__The request__
Output only the span of lines that begins at the line containing "Point out the sky" and ends at the last line of the data, both included, exactly as they appear.
►
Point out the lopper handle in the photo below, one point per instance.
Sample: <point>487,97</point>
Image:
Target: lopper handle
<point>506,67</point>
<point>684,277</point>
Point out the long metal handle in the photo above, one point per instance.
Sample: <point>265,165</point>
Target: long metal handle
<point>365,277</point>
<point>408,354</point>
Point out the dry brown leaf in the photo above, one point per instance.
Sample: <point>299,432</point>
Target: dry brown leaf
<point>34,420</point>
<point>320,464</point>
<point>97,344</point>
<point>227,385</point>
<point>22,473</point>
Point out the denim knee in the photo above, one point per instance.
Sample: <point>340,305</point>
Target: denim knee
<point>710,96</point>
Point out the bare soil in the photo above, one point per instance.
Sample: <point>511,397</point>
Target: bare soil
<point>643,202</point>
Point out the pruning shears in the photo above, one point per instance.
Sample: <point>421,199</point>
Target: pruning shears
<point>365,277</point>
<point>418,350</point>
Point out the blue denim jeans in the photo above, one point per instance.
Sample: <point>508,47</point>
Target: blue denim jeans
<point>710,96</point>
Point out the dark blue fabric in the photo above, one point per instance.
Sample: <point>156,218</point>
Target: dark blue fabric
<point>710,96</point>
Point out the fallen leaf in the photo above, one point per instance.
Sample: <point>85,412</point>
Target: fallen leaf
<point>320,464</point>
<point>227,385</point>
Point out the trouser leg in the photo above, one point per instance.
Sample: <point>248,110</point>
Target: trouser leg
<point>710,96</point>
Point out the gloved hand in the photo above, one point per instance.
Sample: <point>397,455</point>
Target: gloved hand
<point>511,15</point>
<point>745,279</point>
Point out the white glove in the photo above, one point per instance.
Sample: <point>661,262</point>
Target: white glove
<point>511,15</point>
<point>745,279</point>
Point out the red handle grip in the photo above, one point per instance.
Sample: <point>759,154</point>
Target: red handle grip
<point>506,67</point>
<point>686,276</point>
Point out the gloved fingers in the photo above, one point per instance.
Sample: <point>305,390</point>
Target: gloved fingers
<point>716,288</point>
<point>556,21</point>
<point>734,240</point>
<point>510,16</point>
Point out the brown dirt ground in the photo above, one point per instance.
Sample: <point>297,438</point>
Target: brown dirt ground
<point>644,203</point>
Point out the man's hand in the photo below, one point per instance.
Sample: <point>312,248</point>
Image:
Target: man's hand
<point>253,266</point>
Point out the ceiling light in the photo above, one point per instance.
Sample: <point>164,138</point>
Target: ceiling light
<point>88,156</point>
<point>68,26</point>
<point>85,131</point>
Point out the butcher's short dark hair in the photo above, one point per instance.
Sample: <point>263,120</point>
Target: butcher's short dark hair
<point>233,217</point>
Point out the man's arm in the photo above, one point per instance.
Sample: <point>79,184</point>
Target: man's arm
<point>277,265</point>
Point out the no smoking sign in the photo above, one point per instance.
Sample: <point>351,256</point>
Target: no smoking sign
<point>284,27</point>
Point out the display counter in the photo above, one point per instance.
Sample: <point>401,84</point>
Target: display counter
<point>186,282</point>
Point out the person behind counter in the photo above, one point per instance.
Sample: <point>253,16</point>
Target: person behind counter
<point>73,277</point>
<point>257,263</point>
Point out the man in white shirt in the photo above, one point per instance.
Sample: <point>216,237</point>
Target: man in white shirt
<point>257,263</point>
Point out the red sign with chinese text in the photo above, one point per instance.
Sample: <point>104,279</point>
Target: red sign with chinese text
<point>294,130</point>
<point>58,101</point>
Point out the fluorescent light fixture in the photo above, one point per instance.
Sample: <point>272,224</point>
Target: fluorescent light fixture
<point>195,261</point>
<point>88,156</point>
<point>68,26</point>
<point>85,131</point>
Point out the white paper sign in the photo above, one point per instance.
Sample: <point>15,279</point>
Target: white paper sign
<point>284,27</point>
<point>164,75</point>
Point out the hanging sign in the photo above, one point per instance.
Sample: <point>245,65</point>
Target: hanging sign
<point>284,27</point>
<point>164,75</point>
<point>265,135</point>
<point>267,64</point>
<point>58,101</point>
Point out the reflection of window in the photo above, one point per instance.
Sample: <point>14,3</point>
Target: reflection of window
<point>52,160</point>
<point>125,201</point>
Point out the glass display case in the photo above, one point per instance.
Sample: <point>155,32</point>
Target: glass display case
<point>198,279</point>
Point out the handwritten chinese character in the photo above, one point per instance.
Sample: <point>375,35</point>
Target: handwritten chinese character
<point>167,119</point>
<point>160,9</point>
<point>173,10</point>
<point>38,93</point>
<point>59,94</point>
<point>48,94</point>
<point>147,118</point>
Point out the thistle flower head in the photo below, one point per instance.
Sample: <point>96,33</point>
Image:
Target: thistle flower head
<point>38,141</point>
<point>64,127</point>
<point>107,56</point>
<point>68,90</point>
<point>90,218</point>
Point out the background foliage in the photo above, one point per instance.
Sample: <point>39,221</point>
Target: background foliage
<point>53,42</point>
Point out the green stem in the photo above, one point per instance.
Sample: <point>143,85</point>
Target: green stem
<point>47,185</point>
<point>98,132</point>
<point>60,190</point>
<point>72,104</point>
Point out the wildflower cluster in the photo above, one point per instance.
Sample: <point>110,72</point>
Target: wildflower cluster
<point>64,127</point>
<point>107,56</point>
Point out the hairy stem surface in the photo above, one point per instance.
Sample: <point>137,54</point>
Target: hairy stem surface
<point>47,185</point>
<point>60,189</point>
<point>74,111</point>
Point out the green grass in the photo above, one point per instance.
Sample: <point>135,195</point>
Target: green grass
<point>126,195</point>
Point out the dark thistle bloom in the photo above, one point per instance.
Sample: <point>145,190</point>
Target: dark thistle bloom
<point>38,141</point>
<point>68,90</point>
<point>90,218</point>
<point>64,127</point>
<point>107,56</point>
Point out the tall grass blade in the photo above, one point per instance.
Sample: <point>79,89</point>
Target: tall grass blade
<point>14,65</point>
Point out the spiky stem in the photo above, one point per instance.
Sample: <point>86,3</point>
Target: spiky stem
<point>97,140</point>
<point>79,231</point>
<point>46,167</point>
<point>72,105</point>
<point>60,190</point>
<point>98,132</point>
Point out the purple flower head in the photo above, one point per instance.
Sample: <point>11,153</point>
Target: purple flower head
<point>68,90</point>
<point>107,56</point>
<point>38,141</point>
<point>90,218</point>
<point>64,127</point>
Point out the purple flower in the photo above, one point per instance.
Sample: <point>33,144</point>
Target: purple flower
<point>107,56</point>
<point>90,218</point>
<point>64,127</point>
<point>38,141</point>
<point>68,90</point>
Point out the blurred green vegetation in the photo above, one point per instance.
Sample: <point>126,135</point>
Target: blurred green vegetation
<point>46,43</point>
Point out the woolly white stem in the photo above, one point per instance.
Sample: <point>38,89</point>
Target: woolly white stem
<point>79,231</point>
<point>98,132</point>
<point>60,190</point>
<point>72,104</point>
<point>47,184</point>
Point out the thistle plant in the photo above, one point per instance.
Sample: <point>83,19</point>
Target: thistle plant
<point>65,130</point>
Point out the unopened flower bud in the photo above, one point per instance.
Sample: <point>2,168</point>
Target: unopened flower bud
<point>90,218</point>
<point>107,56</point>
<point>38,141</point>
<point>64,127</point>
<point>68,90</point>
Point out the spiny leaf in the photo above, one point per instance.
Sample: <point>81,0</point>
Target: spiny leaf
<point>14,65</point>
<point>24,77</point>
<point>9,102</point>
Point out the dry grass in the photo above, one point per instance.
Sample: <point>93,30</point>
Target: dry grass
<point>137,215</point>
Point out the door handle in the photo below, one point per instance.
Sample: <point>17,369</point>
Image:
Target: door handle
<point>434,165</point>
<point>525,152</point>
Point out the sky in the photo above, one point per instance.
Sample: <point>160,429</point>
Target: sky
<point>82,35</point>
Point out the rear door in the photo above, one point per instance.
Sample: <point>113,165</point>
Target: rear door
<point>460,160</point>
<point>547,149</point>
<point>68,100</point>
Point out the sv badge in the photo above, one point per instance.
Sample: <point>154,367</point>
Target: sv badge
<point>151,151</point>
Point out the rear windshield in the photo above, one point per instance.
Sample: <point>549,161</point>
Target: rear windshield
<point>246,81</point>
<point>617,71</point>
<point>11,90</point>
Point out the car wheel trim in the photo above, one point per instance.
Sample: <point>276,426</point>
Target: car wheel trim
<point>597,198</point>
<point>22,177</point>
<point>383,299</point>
◄
__Worked answer__
Point out the sky in the photo above, one point per instance.
Sample: <point>160,429</point>
Target: sky
<point>82,35</point>
Point out the rear door in the photo above, one point per instance.
Sample: <point>113,165</point>
Target: rear door
<point>460,160</point>
<point>547,149</point>
<point>68,100</point>
Point out the sv badge in the photo above, one point per instance.
Sample: <point>154,367</point>
Target: sv badge
<point>151,151</point>
Point out the rear windshield in the photo above, one point per instance.
Sample: <point>549,161</point>
Target: rear windshield
<point>246,81</point>
<point>617,71</point>
<point>11,90</point>
Point out the car wheel trim in the photo above, one point per instance.
Sample: <point>276,426</point>
Target: car wheel trim
<point>597,198</point>
<point>22,177</point>
<point>383,299</point>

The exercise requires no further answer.